• _서술형 과제_
"Find the side"이 들어 있는 줄부터 기록의 끝까지만 다시 쓰십시오. 이때 "side mirror"를 "rearview mirror"로 바꾸고 나머지는 그대로 두십시오.

• _제공된 기록_
══════════════════════════════
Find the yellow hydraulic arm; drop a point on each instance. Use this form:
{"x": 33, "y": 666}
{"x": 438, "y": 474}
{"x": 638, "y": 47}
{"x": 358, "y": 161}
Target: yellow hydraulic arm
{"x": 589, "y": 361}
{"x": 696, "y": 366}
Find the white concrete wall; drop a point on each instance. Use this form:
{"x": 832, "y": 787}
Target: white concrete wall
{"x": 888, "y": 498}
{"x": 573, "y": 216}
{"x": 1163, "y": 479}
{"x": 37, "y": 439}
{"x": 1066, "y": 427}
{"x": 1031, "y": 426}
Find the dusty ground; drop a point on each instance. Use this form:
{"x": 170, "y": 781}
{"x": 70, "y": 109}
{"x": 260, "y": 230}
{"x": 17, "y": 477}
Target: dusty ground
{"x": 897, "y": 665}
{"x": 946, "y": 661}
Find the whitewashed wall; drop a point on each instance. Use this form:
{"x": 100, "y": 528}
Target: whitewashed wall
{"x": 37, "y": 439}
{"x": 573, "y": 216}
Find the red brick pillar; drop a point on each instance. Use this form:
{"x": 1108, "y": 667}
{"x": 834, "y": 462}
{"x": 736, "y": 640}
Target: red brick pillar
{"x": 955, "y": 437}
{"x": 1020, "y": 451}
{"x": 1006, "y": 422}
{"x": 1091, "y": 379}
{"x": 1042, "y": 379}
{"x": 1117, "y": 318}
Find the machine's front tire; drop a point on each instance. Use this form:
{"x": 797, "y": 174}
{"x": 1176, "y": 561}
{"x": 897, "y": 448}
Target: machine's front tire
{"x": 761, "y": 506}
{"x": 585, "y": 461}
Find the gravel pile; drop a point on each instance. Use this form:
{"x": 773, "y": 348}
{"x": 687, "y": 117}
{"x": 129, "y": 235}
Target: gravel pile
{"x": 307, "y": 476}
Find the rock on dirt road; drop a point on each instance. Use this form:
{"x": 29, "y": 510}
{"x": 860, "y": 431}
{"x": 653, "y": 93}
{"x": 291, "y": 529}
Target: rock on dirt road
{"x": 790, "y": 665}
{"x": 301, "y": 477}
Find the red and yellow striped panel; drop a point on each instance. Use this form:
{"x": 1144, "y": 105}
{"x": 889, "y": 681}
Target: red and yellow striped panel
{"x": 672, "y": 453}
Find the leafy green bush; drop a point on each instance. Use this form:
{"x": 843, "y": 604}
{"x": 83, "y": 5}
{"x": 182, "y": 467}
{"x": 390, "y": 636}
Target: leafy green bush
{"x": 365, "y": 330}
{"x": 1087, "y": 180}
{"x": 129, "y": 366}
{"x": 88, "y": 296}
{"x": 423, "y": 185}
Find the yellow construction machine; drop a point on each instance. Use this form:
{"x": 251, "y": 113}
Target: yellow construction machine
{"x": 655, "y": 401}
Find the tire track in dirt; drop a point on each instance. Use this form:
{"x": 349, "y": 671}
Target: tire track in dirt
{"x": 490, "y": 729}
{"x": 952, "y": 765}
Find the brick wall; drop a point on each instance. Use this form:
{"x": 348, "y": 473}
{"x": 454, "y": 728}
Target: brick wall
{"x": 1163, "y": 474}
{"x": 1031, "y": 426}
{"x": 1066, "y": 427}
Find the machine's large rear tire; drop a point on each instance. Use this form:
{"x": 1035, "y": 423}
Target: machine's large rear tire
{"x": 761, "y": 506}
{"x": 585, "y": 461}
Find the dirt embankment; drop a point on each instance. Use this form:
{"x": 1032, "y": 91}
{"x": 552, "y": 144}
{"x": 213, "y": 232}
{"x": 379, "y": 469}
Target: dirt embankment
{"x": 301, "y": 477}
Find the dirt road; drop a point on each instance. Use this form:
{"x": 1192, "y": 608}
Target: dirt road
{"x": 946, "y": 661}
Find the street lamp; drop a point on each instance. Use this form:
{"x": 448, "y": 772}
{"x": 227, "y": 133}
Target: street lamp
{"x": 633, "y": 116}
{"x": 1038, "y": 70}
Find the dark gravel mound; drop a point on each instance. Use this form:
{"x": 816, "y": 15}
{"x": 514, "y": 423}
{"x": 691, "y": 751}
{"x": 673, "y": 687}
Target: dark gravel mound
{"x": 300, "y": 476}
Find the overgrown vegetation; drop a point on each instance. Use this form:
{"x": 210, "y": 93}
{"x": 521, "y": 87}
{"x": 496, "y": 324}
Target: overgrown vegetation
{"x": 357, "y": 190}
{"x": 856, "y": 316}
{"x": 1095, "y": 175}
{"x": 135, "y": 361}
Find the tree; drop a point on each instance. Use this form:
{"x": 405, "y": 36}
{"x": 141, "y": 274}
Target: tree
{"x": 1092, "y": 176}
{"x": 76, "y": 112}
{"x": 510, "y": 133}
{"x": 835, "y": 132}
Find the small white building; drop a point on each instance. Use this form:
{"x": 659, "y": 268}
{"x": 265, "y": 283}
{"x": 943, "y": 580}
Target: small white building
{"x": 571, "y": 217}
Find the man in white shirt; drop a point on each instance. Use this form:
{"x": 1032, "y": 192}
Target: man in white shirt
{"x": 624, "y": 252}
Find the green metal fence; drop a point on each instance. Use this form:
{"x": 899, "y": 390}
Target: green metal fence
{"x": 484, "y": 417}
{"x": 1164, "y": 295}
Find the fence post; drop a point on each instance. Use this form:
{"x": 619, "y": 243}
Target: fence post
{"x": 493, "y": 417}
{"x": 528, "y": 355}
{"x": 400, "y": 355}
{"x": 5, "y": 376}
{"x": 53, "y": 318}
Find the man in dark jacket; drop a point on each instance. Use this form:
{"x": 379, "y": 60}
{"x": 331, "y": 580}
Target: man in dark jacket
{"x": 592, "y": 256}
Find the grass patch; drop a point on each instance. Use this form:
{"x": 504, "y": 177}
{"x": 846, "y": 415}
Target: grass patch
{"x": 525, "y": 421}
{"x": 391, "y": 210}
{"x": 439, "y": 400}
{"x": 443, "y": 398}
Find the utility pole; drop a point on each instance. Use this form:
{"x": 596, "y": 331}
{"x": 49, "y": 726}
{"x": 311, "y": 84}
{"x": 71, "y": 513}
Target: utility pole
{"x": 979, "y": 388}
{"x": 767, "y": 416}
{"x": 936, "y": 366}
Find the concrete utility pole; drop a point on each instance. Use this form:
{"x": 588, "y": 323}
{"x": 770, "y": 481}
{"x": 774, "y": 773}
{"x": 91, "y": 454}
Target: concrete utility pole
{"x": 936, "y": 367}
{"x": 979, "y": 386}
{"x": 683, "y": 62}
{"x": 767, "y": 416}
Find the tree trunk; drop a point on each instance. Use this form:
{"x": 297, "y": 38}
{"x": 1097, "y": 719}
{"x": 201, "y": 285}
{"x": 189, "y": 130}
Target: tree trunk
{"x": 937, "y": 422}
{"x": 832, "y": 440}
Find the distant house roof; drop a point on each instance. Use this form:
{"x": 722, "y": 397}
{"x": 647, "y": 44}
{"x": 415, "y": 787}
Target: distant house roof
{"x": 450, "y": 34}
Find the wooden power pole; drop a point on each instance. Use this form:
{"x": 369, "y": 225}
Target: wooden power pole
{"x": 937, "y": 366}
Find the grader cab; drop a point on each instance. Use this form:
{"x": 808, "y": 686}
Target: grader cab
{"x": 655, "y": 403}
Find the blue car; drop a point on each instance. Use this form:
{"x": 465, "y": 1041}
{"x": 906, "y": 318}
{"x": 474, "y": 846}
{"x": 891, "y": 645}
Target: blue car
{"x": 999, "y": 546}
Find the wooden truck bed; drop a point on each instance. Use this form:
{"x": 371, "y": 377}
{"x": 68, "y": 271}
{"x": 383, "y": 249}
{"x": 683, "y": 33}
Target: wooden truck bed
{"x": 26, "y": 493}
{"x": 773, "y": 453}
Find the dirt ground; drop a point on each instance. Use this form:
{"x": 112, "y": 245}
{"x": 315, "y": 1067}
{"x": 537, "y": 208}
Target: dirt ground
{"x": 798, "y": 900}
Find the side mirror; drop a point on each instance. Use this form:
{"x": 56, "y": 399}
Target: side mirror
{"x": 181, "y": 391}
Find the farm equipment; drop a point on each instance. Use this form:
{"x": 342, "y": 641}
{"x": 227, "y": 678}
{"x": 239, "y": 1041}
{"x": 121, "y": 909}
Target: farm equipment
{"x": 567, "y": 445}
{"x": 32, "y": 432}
══════════════════════════════
• _연습 답안_
Find the rearview mirror; drop a point on each instance. Use this form:
{"x": 56, "y": 399}
Target: rearview mirror
{"x": 181, "y": 391}
Find the farm equipment; drop a point on each instance. Use this form:
{"x": 342, "y": 641}
{"x": 227, "y": 678}
{"x": 239, "y": 1041}
{"x": 121, "y": 909}
Target: farm equipment
{"x": 567, "y": 445}
{"x": 32, "y": 432}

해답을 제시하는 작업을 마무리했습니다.